Текст для чтения
──────────
Выбрать главу

 

Колечки рыжеватые кудрей

Рассыпаны, рот длинен, зубки кривы,

Черты лица остры и некрасивы.

 

Но она “ликует и смеется, охваченная счастьем бытия”, для неё “чужая радость так же, как своя” , она не знает “ни тени зависти, ни умысла худого” , а потому образ Божий запечатлен в каждой её черте, в каждом движении куда явственней, нежели на лице, окаймленном “седым венцом” со “смугло­той” , неизвестно почему пугающей людей.

“Придется мне напиться пустотой”, — с надменностью, под которой прячется страх, говорит о себе героиня ахматовского стихотворения. Забо­лоцкий также не может обойтись без роковых слов “красота” и “пустота”, но его вера в то, что душа человеческая хранит в себе свет, спасает его от соблазна игры с темными силами.

Стихи Заболоцкого — простые, нравоучительные, почти декларативные, но в их простоте сила молитвы и стилистика Евангелия. Проще молитвенных слов у человечества нет ничего:

 

И пусть черты её нехороши

И нечем ей прельстить воображенье, —

Младенческая грация души

Уже сквозит в любом её движенье.

А если это так, то что есть красота

И почему её обожествляют люди?

Сосуд она, в котором пустота,

Или огонь, мерцающий в сосуде?

 

У поэта доставало смирения, чтобы вопросительной интонацией этих строк отдалить их от молитвы на почтительное расстояние… Жалко ему было искусства, которому он служил, но у него хватало сил ставить его в подчинение нравственному, то есть божественному чувству.

 

Разве девочка может понять до конца,

почему, поражая нам чувства,

поднимает над миром такие сердца

неразумная сила искусства.

 

Две последние строки о старой актрисе, но они могли бы быть написаны и об Ахматовой, о той, которая не без кокетства признавалась в старости перед смертью:

 

Как вышедшие из тюрьмы,

мы что-то знаем друг о друге

Ужасное. Мы в адском круге,

А может, это и не мы.

                                  (1963)

 

Почему-то мы часто иронизируем над строчкой Маяковского: “Товарищ Ленин — работа адовая…”. Но слова “адский”, “адовый” в поэзии Ахматовой встречаются гораздо чаще, нежели у Владимира Владимировича.
──────────
Набор заданий
1. Без каких двух роковых слов, согласно тексту о Заболоцком и Ахматовой, не может обойтись Заболоцкий?
2. Скопируйте из текста о Заболоцком и Ахматовой всё, начиная со слов «Черты лица остры» и вниз вплоть до слов «почему пугающей людей.».
──────────
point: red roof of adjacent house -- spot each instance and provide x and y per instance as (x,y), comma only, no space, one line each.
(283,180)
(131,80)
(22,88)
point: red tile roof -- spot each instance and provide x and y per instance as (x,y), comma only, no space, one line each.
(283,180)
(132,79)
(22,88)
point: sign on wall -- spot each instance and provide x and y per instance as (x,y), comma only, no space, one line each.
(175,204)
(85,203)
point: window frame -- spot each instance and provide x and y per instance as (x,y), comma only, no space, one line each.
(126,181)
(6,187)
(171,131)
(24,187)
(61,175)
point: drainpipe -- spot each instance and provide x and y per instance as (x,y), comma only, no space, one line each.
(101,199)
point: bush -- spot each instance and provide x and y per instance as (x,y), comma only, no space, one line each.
──────────
Ответы по заданиям
1. Без слов «красота» и «пустота».

2.
Черты лица остры и некрасивы.

 

Но она “ликует и смеется, охваченная счастьем бытия”, для неё “чужая радость так же, как своя” , она не знает “ни тени зависти, ни умысла худого” , а потому образ Божий запечатлен в каждой её черте, в каждом движении куда явственней, нежели на лице, окаймленном “седым венцом” со “смугло­той” , неизвестно почему пугающей людей.